START Record extracts

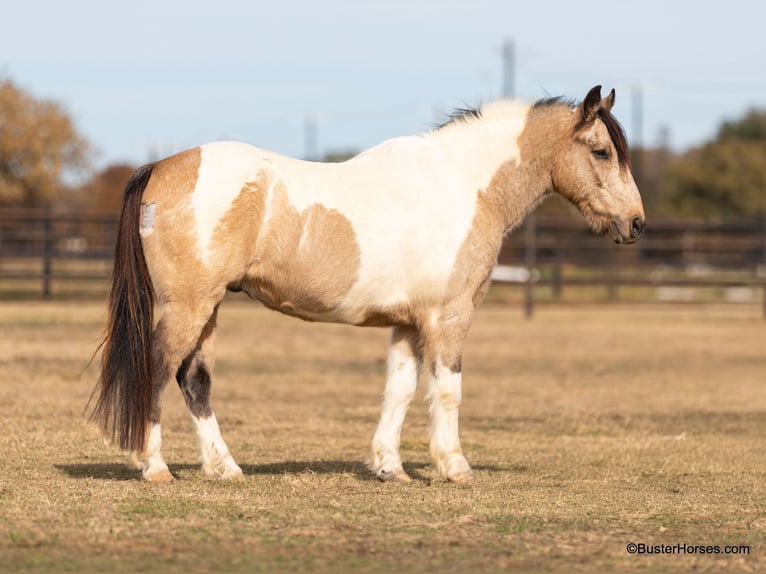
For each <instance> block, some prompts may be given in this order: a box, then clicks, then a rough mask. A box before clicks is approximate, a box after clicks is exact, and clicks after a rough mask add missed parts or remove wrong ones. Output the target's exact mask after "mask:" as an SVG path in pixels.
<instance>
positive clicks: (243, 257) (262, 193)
mask: <svg viewBox="0 0 766 574" xmlns="http://www.w3.org/2000/svg"><path fill="white" fill-rule="evenodd" d="M267 189H268V178H267V176H266V174H265V173H260V174H258V177H257V178H256V180H255V181H251V182H248V183H246V184H245V185H244V186H243V187H242V190H241V191H240V193H239V195H238V196H237V197H236V198H235V199H234V201H233V202H232V203H231V207H229V210H228V211H227V212H226V213H225V214H224V216H223V217H222V218H221V220H220V221H219V222H218V225H217V226H216V228H215V231H214V233H213V238H212V240H211V242H210V243H211V246H212V252H213V257H212V258H211V259H212V262H211V264H212V265H214V266H215V267H216V269H217V270H219V272H220V275H221V276H222V277H224V278H225V282H226V283H227V287H228V288H229V289H231V290H232V291H241V290H242V281H243V279H244V277H245V274H246V273H247V271H248V269H249V267H250V265H251V264H252V263H253V260H254V259H255V257H256V246H257V243H258V235H259V233H260V231H261V227H262V225H263V216H264V214H265V212H266V199H267V198H266V195H267ZM219 249H220V252H218V250H219Z"/></svg>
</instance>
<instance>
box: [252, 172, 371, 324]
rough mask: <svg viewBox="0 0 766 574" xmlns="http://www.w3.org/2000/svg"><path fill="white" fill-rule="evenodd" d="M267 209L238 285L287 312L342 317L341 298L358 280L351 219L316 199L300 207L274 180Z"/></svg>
mask: <svg viewBox="0 0 766 574" xmlns="http://www.w3.org/2000/svg"><path fill="white" fill-rule="evenodd" d="M269 211H270V214H269V217H268V220H267V221H266V222H265V223H264V225H265V229H264V230H263V232H262V233H261V236H260V237H259V238H258V241H257V244H256V248H255V254H254V257H253V259H252V263H251V265H250V266H249V268H248V270H247V272H246V273H245V277H244V279H243V282H242V288H243V290H244V291H246V292H247V293H248V294H249V295H250V296H252V297H253V298H255V299H257V300H259V301H261V302H262V303H263V304H264V305H266V306H268V307H270V308H272V309H276V310H278V311H281V312H283V313H286V314H289V315H295V316H298V317H301V318H303V319H309V320H322V321H341V322H347V321H348V319H349V318H348V317H347V316H346V314H344V313H343V312H342V303H343V301H344V299H345V297H346V295H347V294H348V292H349V291H350V290H351V288H352V287H353V285H354V284H355V283H356V281H357V278H358V270H359V260H360V252H359V246H358V244H357V241H356V234H355V232H354V229H353V227H352V225H351V223H350V222H349V221H348V219H347V218H346V217H344V216H343V215H342V214H341V213H340V212H338V211H337V210H334V209H328V208H326V207H324V206H323V205H321V204H319V203H316V204H314V205H312V206H310V207H309V208H307V209H304V210H302V211H300V212H299V211H298V210H297V209H296V208H295V207H294V206H293V205H292V204H291V203H290V201H289V198H288V196H287V192H286V188H285V186H284V185H283V184H282V183H279V182H278V183H277V184H276V185H275V186H274V188H273V190H272V197H271V203H270V207H269Z"/></svg>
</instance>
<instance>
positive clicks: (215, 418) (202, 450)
mask: <svg viewBox="0 0 766 574" xmlns="http://www.w3.org/2000/svg"><path fill="white" fill-rule="evenodd" d="M192 420H194V424H195V426H196V427H197V436H198V437H199V444H200V450H201V451H202V470H203V471H204V472H205V474H206V475H207V476H208V477H210V478H221V479H232V478H233V479H241V478H242V477H243V475H242V469H241V468H239V466H238V465H237V463H236V462H234V458H233V457H232V456H231V454H230V453H229V447H227V446H226V443H225V442H224V440H223V437H222V436H221V429H220V428H219V427H218V421H217V420H216V418H215V415H214V414H211V415H210V416H209V417H199V418H197V417H194V416H193V417H192Z"/></svg>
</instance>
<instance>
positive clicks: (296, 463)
mask: <svg viewBox="0 0 766 574" xmlns="http://www.w3.org/2000/svg"><path fill="white" fill-rule="evenodd" d="M53 466H54V468H56V469H57V470H59V471H61V472H63V473H64V474H66V475H68V476H69V477H70V478H75V479H81V480H83V479H95V480H108V481H135V480H140V478H141V475H140V473H139V471H138V470H136V469H133V468H130V467H128V466H127V465H126V464H122V463H81V464H54V465H53ZM168 466H169V467H170V472H172V473H173V475H174V476H176V478H178V474H179V473H183V474H186V473H188V472H194V471H197V472H200V473H201V470H200V465H199V464H188V463H180V464H170V465H168ZM240 468H241V469H242V473H243V474H244V475H245V476H246V477H248V476H282V475H295V476H298V475H311V474H317V475H344V476H350V477H353V478H355V479H356V480H359V481H360V482H370V481H377V480H378V479H377V478H376V477H375V476H374V475H373V474H372V473H371V472H370V471H369V470H368V469H367V466H366V465H365V464H364V463H362V462H358V461H347V460H312V461H300V460H290V461H284V462H275V463H267V464H242V465H240ZM473 468H474V470H477V471H490V472H497V471H507V470H508V469H506V468H500V467H497V466H493V465H478V466H474V467H473ZM404 470H405V472H406V473H407V474H408V475H409V476H410V478H412V480H413V481H416V482H421V483H425V484H431V483H432V482H433V481H434V480H437V479H436V476H435V472H434V471H433V465H432V464H431V463H430V462H411V463H405V464H404Z"/></svg>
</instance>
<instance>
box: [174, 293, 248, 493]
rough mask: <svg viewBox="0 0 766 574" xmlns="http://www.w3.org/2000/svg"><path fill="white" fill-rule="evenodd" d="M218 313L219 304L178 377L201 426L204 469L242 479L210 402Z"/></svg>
mask: <svg viewBox="0 0 766 574" xmlns="http://www.w3.org/2000/svg"><path fill="white" fill-rule="evenodd" d="M217 315H218V307H216V308H215V310H214V311H213V314H212V315H211V317H210V319H209V320H208V322H207V324H206V325H205V327H204V328H203V329H202V334H201V336H200V339H199V342H198V343H197V346H196V348H195V349H194V351H193V352H192V353H191V354H189V355H188V356H187V357H186V359H184V361H183V363H181V366H180V368H179V369H178V372H177V373H176V380H177V381H178V386H179V387H180V388H181V392H182V393H183V396H184V400H185V401H186V406H187V407H188V409H189V413H190V414H191V416H192V420H193V421H194V426H195V428H196V430H197V436H198V438H199V444H200V451H201V453H202V470H203V472H204V473H205V475H207V476H208V477H209V478H216V479H235V480H242V479H243V474H242V470H241V469H240V467H239V466H238V465H237V463H236V462H235V461H234V458H233V457H232V456H231V453H229V448H228V447H227V446H226V443H225V442H224V440H223V437H222V436H221V431H220V428H219V427H218V421H217V420H216V417H215V413H214V412H213V409H212V406H211V404H210V390H211V386H212V380H211V377H212V374H213V365H214V362H215V359H214V355H213V346H214V342H215V330H216V320H217Z"/></svg>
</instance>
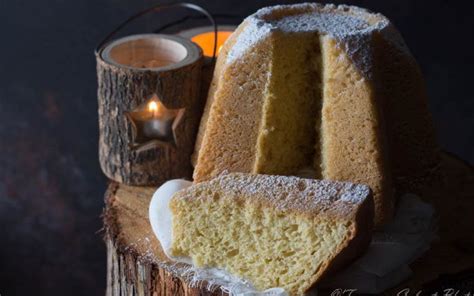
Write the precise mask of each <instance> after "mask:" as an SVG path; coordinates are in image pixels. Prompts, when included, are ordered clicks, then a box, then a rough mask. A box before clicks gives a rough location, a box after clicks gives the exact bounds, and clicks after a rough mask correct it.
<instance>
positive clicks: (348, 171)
mask: <svg viewBox="0 0 474 296" xmlns="http://www.w3.org/2000/svg"><path fill="white" fill-rule="evenodd" d="M195 150H196V151H195V154H194V159H193V161H194V164H195V171H194V181H195V182H202V181H206V180H210V179H212V178H213V177H216V176H218V175H219V174H221V173H222V172H223V171H229V172H243V173H254V174H276V175H298V174H299V172H300V171H302V170H303V171H305V172H307V171H308V169H309V170H310V172H311V173H310V175H311V177H313V178H321V179H330V180H342V181H351V182H355V183H364V184H367V185H369V186H370V187H371V189H372V190H373V193H374V200H375V224H376V225H378V226H380V225H383V224H384V223H385V222H386V221H388V220H389V219H390V218H391V216H392V213H393V208H394V201H395V199H394V191H395V190H396V191H398V192H400V193H402V192H407V191H410V192H417V190H418V189H419V188H420V186H421V184H424V183H425V182H426V180H427V179H429V177H430V175H431V173H432V171H433V169H434V167H435V166H436V164H437V163H438V150H437V145H436V141H435V137H434V132H433V128H432V122H431V118H430V114H429V112H428V108H427V102H426V93H425V88H424V85H423V79H422V75H421V73H420V70H419V68H418V66H417V64H416V61H415V60H414V58H413V57H412V55H411V54H410V52H409V50H408V49H407V47H406V45H405V43H404V41H403V39H402V38H401V36H400V34H399V33H398V31H397V30H396V29H395V28H394V26H393V25H392V24H391V23H390V22H389V20H388V19H387V18H386V17H384V16H383V15H381V14H376V13H371V12H369V11H367V10H365V9H362V8H358V7H353V6H344V5H340V6H335V5H321V4H316V3H311V4H297V5H283V6H274V7H268V8H263V9H261V10H259V11H258V12H257V13H255V14H254V15H251V16H250V17H248V18H247V19H246V20H245V21H244V22H243V23H242V24H241V25H240V26H239V27H238V28H237V30H236V31H235V32H234V33H233V35H232V36H231V37H230V38H229V39H228V40H227V42H226V43H225V45H224V46H223V48H222V50H221V52H220V54H219V57H218V60H217V64H216V69H215V73H214V78H213V81H212V84H211V87H210V91H209V96H208V100H207V104H206V107H205V111H204V116H203V118H202V121H201V126H200V130H199V134H198V138H197V143H196V149H195Z"/></svg>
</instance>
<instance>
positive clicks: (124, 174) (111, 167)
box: [96, 34, 203, 186]
mask: <svg viewBox="0 0 474 296" xmlns="http://www.w3.org/2000/svg"><path fill="white" fill-rule="evenodd" d="M96 60H97V76H98V103H99V105H98V108H99V131H100V137H99V158H100V164H101V168H102V170H103V172H104V173H105V175H107V177H109V178H110V179H112V180H114V181H116V182H120V183H125V184H129V185H156V186H157V185H160V184H162V183H163V182H164V181H165V180H168V179H174V178H190V177H191V174H192V166H191V163H190V157H191V154H192V152H193V149H194V141H195V137H196V133H197V128H198V125H199V120H200V117H201V113H202V108H203V102H202V100H203V98H202V96H201V66H202V63H203V56H202V51H201V49H200V48H199V47H198V46H197V45H196V44H194V43H192V42H191V41H189V40H187V39H184V38H181V37H177V36H169V35H159V34H146V35H134V36H129V37H125V38H122V39H118V40H116V41H114V42H112V43H110V44H109V45H107V46H106V47H105V48H104V49H102V50H100V51H99V53H98V54H97V56H96ZM152 97H153V98H155V100H156V99H157V100H158V103H159V104H160V106H161V108H162V109H163V110H165V112H167V114H171V115H172V116H170V118H171V119H170V120H169V121H166V125H168V126H166V125H164V126H165V127H166V128H169V131H168V130H166V132H165V134H164V135H162V134H160V135H150V133H149V132H147V131H146V130H145V129H146V127H147V126H150V125H147V124H148V123H149V122H150V121H147V120H145V121H143V122H145V124H141V123H143V122H141V121H139V119H137V118H139V117H140V116H141V115H140V114H141V113H140V112H142V113H143V112H145V113H146V112H148V111H147V110H145V109H144V108H146V104H147V102H149V100H150V98H152ZM160 110H161V109H160ZM150 112H151V111H150ZM135 114H138V115H139V116H138V117H137V116H134V115H135ZM153 114H154V113H153ZM153 116H154V115H153ZM156 116H157V117H158V118H159V116H160V115H156Z"/></svg>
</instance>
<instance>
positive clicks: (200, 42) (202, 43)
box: [191, 31, 232, 57]
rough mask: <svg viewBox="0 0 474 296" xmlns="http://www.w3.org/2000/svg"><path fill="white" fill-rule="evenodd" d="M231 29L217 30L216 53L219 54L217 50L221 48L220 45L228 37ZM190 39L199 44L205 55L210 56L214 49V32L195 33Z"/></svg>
mask: <svg viewBox="0 0 474 296" xmlns="http://www.w3.org/2000/svg"><path fill="white" fill-rule="evenodd" d="M230 34H232V31H219V32H217V46H216V55H219V51H220V50H221V49H222V45H224V42H225V41H226V40H227V38H229V36H230ZM191 41H193V42H194V43H196V44H197V45H199V47H201V48H202V51H203V53H204V55H205V56H207V57H212V53H213V51H214V32H206V33H201V34H199V35H196V36H194V37H192V38H191Z"/></svg>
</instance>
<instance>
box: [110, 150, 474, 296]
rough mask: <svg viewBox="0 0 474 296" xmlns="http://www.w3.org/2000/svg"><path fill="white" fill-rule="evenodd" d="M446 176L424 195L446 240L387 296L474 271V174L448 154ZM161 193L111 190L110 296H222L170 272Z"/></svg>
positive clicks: (127, 188) (121, 185) (414, 268)
mask: <svg viewBox="0 0 474 296" xmlns="http://www.w3.org/2000/svg"><path fill="white" fill-rule="evenodd" d="M441 171H442V172H443V178H442V181H441V182H440V183H439V184H436V186H433V187H432V188H430V189H429V190H427V191H426V192H425V193H424V194H423V197H424V198H425V200H428V198H429V201H430V202H431V203H432V204H433V205H434V206H435V208H436V211H437V214H438V216H439V233H438V234H439V236H440V240H439V241H437V242H434V243H433V244H432V247H431V249H430V250H429V251H428V252H426V253H425V254H424V255H423V256H422V257H421V258H419V259H418V260H416V261H415V262H414V263H413V264H412V265H411V268H412V270H413V272H414V275H413V276H412V277H411V278H410V279H409V280H407V281H405V282H404V283H402V284H401V285H399V286H398V287H396V288H394V289H391V290H389V291H386V292H385V293H384V295H396V294H397V293H398V292H399V291H401V290H402V289H405V288H410V289H412V291H416V290H418V289H421V288H422V287H423V285H425V284H426V283H428V282H430V281H433V280H435V279H437V278H438V277H439V276H440V275H445V274H453V273H459V272H462V271H464V270H468V269H472V268H474V223H473V222H472V221H473V218H472V216H473V214H474V170H473V168H472V167H471V166H470V165H468V164H466V163H464V162H463V161H461V160H459V159H457V158H456V157H454V156H451V155H449V154H443V156H442V163H441ZM155 189H156V188H155V187H132V186H127V185H124V184H118V183H115V182H112V183H111V184H110V185H109V188H108V190H107V193H106V195H105V203H106V206H105V210H104V229H105V242H106V245H107V254H108V255H107V291H106V295H107V296H119V295H133V296H135V295H137V296H138V295H139V296H142V295H146V296H148V295H150V296H152V295H153V296H158V295H159V296H172V295H173V296H175V295H186V296H188V295H189V296H192V295H222V294H223V292H221V291H220V290H219V289H218V290H216V291H213V292H211V291H208V290H207V288H206V285H205V284H203V285H200V286H199V287H192V286H190V284H189V283H188V282H187V281H186V279H184V278H180V277H179V276H177V275H175V274H173V273H172V272H170V271H169V267H170V266H172V265H174V263H173V262H171V261H170V260H169V259H168V258H167V257H166V256H165V255H164V253H163V251H162V249H161V246H160V243H159V242H158V240H157V239H156V237H155V235H154V234H153V231H152V229H151V226H150V223H149V221H148V205H149V202H150V200H151V197H152V195H153V193H154V191H155ZM321 292H322V293H320V294H321V295H325V294H326V293H329V292H328V291H326V293H325V291H321Z"/></svg>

END Record extracts

### Assignment
How many lines of the data above contain the word "then"? Reply with the number alone.

### Answer to the exercise
2